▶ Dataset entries

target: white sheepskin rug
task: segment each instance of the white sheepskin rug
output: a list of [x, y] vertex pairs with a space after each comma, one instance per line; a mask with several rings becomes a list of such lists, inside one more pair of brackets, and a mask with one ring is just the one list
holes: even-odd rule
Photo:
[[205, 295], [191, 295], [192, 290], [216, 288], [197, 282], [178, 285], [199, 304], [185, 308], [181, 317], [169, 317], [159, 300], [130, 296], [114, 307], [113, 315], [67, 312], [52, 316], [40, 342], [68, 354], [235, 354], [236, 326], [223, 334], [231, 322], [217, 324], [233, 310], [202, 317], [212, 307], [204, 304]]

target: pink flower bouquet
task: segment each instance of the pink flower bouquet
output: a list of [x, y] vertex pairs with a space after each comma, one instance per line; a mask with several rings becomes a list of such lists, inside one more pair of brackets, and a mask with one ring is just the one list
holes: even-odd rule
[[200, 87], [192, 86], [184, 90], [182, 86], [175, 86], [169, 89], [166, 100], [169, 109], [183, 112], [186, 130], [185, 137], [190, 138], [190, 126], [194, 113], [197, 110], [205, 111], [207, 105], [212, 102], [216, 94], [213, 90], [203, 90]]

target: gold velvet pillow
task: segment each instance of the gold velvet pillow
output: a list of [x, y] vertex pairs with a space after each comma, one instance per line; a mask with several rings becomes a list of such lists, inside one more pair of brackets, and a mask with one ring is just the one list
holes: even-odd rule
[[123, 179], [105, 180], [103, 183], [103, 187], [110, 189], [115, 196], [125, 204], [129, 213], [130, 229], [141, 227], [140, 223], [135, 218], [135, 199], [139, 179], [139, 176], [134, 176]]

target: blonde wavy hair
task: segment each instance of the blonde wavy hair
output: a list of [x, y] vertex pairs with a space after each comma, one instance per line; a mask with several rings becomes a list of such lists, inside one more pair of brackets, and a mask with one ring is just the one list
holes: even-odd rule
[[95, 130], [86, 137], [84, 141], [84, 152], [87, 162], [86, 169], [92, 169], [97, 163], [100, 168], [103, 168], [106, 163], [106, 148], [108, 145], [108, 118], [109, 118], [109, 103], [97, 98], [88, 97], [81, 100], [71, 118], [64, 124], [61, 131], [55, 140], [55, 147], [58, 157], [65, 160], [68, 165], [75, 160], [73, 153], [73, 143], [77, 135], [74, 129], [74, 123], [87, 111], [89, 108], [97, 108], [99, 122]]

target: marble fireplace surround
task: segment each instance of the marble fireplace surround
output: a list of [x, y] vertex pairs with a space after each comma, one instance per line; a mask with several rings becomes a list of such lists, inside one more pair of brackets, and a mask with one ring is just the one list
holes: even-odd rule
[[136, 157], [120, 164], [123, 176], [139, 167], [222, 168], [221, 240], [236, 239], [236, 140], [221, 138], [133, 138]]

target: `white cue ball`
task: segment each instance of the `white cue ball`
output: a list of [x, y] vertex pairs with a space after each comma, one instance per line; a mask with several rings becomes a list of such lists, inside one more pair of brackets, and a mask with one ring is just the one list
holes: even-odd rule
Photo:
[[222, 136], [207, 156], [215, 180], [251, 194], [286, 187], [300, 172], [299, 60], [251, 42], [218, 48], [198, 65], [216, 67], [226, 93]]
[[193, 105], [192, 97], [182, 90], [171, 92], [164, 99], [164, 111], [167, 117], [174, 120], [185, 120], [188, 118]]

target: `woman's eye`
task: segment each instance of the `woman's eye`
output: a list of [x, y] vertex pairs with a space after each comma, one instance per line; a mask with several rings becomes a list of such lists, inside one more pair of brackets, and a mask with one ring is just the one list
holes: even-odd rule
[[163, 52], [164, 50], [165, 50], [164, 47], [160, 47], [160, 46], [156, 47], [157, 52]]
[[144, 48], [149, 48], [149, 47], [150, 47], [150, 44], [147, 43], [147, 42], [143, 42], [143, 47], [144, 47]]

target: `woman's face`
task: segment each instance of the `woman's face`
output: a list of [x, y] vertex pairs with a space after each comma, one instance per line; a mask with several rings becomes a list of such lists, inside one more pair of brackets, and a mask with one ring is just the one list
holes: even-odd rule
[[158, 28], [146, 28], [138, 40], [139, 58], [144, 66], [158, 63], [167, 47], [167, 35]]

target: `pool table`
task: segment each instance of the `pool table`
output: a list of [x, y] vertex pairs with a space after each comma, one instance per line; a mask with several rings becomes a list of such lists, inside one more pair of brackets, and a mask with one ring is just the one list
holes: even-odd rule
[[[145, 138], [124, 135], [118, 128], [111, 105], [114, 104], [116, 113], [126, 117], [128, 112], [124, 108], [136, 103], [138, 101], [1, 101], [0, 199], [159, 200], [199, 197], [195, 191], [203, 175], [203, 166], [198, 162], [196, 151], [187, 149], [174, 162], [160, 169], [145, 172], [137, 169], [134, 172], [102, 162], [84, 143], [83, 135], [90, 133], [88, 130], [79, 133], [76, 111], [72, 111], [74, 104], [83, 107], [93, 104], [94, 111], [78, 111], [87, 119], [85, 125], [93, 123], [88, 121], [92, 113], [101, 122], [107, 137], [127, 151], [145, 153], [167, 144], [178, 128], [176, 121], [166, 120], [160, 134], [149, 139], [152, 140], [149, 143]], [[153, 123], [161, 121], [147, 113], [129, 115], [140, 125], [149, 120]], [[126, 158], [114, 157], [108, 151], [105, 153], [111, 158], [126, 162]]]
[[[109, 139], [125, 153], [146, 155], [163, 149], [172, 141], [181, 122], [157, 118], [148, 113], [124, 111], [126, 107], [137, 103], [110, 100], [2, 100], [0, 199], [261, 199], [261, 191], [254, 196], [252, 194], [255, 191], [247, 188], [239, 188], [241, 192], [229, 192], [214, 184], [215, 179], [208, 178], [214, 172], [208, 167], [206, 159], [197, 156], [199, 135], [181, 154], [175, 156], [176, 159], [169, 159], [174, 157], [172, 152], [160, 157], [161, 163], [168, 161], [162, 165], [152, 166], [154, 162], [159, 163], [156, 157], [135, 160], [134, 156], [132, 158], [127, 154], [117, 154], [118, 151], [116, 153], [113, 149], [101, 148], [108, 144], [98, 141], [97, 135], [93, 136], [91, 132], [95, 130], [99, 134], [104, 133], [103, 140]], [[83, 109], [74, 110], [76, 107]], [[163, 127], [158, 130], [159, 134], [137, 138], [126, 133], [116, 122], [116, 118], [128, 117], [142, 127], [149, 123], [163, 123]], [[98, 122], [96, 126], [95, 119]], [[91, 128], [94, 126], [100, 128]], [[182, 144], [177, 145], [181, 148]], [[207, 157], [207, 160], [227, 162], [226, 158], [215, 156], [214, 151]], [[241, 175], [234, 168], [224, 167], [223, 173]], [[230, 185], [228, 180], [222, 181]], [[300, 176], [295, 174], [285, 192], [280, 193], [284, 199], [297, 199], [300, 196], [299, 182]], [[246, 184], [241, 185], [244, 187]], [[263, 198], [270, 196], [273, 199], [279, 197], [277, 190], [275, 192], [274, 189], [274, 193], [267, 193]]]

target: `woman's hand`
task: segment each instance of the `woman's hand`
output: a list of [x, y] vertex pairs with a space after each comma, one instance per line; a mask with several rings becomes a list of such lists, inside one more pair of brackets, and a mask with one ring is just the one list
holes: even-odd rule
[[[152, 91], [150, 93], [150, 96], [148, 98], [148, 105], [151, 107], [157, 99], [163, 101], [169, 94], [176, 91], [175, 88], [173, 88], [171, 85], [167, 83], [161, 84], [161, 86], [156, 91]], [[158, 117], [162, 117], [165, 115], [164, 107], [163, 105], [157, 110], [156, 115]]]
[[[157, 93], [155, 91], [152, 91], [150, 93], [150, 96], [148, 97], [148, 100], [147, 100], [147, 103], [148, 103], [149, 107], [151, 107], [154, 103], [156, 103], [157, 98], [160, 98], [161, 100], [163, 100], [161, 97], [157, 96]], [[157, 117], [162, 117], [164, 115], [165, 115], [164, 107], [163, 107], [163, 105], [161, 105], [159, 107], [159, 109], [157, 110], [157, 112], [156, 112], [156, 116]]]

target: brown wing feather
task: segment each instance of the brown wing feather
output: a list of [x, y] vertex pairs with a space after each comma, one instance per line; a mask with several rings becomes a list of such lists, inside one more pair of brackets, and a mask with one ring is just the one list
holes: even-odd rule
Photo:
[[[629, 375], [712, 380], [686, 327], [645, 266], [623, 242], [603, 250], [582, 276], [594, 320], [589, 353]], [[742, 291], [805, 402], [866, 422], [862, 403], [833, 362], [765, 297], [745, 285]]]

▶ Work required
Each line of the data that has the string "marble" should be returned.

▶ Finished task
target: marble fireplace surround
task: segment each instance of the marble fireplace surround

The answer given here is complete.